-- Quoted text --
■ ■ ■ ■ ■ ■ ■

2. Helm Charts Repository

Repository: https://git.forteapps.net/Forte/forte-helm Purpose: Reusable Helm chart templates for Forte applications Location: C:\dev\k8s\forte-helm

forte-helm/
└── forteapp/                         # Generic Forte application chart
    ├── Chart.yaml                    # Chart metadata (v0.1.0)
    ├── values.yaml                   # Default values (base template)
    ├── templates/
    │   ├── _helpers.tpl              # Template helpers
    │   ├── namespace.yaml
    │   ├── deployment.yaml           # Main app deployment
    │   ├── service.yaml
    │   ├── ingressroute.yaml         # Traefik IngressRoute
    │   ├── certificate.yaml          # Cert-Manager Certificate
    │   ├── configmap.yaml
    │   ├── secret-auth-tokens.yaml
    │   ├── hpa.yaml                  # Horizontal Pod Autoscaler
    │   ├── database-statefulset.yaml # Optional PostgreSQL DB
    │   └── database-service.yaml
    └── README.md

Key Points:

  • Single generic chart (forteapp) used by all Forte applications
  • Supports optional PostgreSQL database (StatefulSet)
  • Configurable authentication (token-based or OIDC)
  • Traefik IngressRoute with automatic TLS via Cert-Manager
  • Designed for microservices with similar patterns

3. Helm Values Repository

Repository: git@github.com:fortedigital/helm-prod-values.git Purpose: Environment-specific configuration for each application Location: C:\dev\k8s\helm-prod-values

helm-prod-values/
├── mcp10x/
│   └── values.yaml                   # MCP 10X configuration
├── musicman/
│   └── values.yaml                   # Music Man configuration
└── argocd-mcp/
    └── values.yaml                   # ArgoCD MCP configuration

Key Points:

  • Each app has its own folder with values.yaml
  • Contains environment-specific settings (image tags, env vars, resources, etc.)
  • Referenced by ArgoCD Applications using multi-source pattern
  • Image tags are updated here by CI/CD pipelines
  • Secrets are referenced by name (actual secrets stored as SealedSecrets)

Example (mcp10x/values.yaml):

app:
  image:
    repository: ghcr.io/fortedigital/10x
    tag: 2.0.4                         # Updated by CI/CD
  extraEnv:
    - name: PORT
      value: "3000"

■ ■ ■ ■ ■ ■ ■

-- Exercise 1 --
Quote the Helm repository notes from "2. Helm Charts" to "Chart metadata (v0.1.0)".
-- Exercise 2 --
Decide whether each statement agrees with the Helm repository notes, answering yes or no and quoting the deciding words: (a) CI/CD pipelines update image tags in the values repository. (b) The forteapp chart requires a PostgreSQL database. (c) The actual secrets are stored directly in each values.yaml file.
Rely only on the Helm repository notes.

■ ■ ■ ■ ■ ■ ■

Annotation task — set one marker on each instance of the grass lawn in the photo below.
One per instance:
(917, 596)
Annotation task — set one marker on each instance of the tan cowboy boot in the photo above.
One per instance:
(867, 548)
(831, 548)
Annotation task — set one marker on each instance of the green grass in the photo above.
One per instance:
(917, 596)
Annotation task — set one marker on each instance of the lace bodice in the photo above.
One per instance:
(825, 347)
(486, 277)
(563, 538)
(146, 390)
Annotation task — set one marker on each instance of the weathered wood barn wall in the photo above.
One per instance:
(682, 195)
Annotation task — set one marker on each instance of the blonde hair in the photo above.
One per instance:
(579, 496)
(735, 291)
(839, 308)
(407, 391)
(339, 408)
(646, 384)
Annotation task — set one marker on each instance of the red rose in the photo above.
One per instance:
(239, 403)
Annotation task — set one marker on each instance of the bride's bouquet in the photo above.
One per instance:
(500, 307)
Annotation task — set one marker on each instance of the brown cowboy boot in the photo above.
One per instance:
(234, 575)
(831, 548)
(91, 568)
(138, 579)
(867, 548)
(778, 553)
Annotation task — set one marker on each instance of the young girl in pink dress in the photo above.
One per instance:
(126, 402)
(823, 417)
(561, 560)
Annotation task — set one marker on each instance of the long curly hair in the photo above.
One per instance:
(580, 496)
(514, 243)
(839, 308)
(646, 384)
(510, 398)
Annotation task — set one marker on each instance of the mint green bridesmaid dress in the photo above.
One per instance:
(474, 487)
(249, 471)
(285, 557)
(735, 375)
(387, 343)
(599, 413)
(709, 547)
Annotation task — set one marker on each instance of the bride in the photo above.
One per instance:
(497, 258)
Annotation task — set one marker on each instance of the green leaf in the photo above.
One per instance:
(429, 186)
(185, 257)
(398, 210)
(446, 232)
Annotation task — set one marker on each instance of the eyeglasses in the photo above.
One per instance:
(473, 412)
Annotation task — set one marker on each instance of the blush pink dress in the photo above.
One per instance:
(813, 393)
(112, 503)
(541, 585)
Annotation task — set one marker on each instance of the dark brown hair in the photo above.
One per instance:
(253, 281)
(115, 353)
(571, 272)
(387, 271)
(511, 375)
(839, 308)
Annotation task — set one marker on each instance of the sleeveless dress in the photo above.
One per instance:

■ ■ ■ ■ ■ ■ ■

-- Worked answer 1 --
2. Helm Charts Repository

Repository: https://git.forteapps.net/Forte/forte-helm Purpose: Reusable Helm chart templates for Forte applications Location: C:\dev\k8s\forte-helm

forte-helm/
└── forteapp/                         # Generic Forte application chart
    ├── Chart.yaml                    # Chart metadata (v0.1.0)

-- Worked answer 2 --
(a) Yes: "Image tags are updated here by CI/CD pipelines"
(b) No: "Supports optional PostgreSQL database (StatefulSet)"
(c) No: "Secrets are referenced by name (actual secrets stored as SealedSecrets)"